#### [What is being asked]
Please pull out and copy every line below that contains the word "hair". Case counts.

Location identification entries:
──────
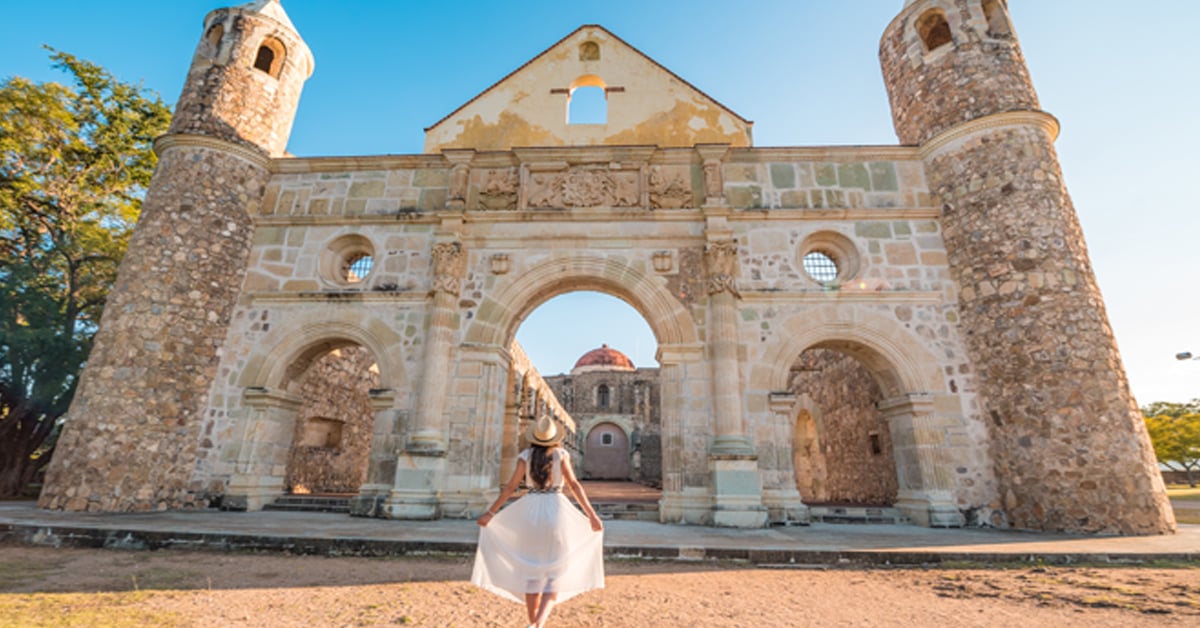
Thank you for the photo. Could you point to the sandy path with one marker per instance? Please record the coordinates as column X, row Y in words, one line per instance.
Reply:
column 43, row 586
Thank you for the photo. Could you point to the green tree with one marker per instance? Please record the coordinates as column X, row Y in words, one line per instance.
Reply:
column 1175, row 431
column 75, row 162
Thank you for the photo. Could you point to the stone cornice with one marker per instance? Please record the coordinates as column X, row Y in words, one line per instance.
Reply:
column 585, row 215
column 357, row 163
column 165, row 143
column 333, row 298
column 989, row 123
column 844, row 295
column 837, row 154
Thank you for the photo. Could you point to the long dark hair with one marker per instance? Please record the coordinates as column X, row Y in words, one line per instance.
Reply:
column 540, row 461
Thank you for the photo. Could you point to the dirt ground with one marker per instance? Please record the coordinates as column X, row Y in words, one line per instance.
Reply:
column 41, row 586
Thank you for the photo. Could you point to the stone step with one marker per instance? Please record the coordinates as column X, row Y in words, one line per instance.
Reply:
column 628, row 512
column 856, row 514
column 310, row 503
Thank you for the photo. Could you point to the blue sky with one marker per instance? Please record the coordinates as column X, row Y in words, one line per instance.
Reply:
column 1121, row 76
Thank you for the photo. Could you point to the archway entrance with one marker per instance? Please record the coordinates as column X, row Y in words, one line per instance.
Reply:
column 841, row 446
column 331, row 441
column 312, row 440
column 595, row 354
column 606, row 453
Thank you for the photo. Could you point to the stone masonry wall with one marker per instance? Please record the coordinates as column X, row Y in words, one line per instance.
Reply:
column 336, row 390
column 226, row 97
column 845, row 395
column 979, row 73
column 130, row 438
column 1069, row 444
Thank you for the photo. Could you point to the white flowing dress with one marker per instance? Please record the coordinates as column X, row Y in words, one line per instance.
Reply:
column 540, row 544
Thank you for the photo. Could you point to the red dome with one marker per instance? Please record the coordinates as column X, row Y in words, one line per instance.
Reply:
column 604, row 358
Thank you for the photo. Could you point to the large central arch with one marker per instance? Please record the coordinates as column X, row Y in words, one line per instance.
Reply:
column 675, row 329
column 520, row 293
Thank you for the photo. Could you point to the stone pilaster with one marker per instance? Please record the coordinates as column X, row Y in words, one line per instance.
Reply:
column 733, row 466
column 918, row 443
column 449, row 265
column 262, row 462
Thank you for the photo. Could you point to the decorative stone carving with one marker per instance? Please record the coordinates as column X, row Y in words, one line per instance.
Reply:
column 663, row 261
column 498, row 189
column 501, row 263
column 449, row 267
column 670, row 189
column 583, row 187
column 721, row 262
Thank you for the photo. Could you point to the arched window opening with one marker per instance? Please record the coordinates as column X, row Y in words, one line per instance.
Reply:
column 588, row 106
column 934, row 30
column 997, row 22
column 213, row 39
column 587, row 101
column 589, row 52
column 270, row 58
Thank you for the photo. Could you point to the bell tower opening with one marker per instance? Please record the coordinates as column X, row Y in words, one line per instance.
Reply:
column 587, row 101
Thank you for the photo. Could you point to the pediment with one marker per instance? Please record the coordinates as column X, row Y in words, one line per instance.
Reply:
column 641, row 103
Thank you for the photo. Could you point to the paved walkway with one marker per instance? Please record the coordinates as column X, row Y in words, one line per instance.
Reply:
column 816, row 544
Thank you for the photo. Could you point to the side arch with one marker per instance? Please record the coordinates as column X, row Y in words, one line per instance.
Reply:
column 295, row 344
column 899, row 363
column 501, row 314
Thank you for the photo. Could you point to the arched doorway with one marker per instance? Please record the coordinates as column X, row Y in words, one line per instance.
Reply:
column 331, row 442
column 846, row 458
column 606, row 453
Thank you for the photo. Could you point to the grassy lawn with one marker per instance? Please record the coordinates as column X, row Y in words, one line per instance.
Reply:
column 1183, row 492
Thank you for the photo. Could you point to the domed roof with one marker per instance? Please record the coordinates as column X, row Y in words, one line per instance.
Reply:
column 604, row 359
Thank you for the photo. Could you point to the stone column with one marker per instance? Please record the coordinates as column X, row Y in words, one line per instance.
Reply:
column 783, row 500
column 420, row 467
column 265, row 442
column 449, row 265
column 918, row 443
column 382, row 464
column 723, row 340
column 460, row 177
column 733, row 466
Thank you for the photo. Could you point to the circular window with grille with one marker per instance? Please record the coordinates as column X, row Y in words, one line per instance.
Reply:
column 348, row 261
column 820, row 267
column 829, row 258
column 358, row 268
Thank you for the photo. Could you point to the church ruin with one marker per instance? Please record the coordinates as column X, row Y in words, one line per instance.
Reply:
column 931, row 301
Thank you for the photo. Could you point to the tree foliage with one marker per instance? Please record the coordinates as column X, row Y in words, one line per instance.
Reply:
column 75, row 163
column 1175, row 431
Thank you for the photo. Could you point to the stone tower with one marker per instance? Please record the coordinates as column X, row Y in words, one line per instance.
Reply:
column 131, row 436
column 1069, row 446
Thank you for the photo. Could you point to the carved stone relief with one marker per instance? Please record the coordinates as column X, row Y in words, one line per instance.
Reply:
column 583, row 187
column 449, row 267
column 721, row 262
column 670, row 187
column 498, row 189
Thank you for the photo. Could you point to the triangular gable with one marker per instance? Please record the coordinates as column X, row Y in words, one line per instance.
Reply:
column 647, row 103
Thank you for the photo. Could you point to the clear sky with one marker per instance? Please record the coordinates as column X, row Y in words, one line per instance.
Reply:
column 1123, row 78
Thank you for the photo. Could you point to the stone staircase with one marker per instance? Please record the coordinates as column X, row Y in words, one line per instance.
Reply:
column 627, row 512
column 311, row 503
column 856, row 514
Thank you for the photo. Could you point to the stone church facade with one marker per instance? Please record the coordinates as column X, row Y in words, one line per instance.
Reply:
column 951, row 269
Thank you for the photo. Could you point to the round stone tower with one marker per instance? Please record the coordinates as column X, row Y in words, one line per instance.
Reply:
column 1069, row 444
column 131, row 435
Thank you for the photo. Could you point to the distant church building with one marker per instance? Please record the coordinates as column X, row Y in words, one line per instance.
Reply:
column 915, row 326
column 616, row 408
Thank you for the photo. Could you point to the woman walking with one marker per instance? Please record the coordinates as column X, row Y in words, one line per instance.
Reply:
column 540, row 550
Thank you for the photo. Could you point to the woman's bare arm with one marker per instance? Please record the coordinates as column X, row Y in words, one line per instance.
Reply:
column 505, row 492
column 582, row 497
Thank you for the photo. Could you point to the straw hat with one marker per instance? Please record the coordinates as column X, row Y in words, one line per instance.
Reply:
column 545, row 432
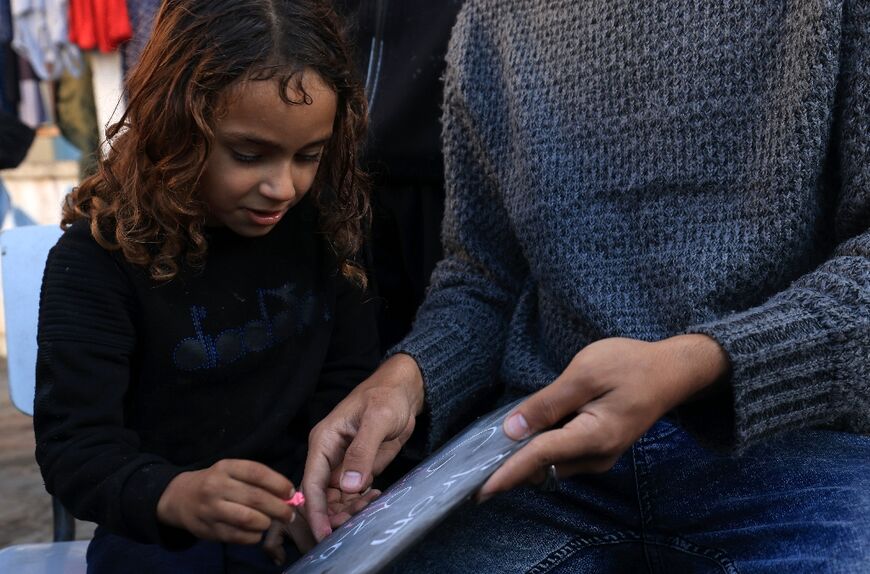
──────
#### [Result for this task]
Thank you for the photo. Could you point to the long dark hair with one marker per instance? Please record the coordinates as column X, row Y in words, one line per instance.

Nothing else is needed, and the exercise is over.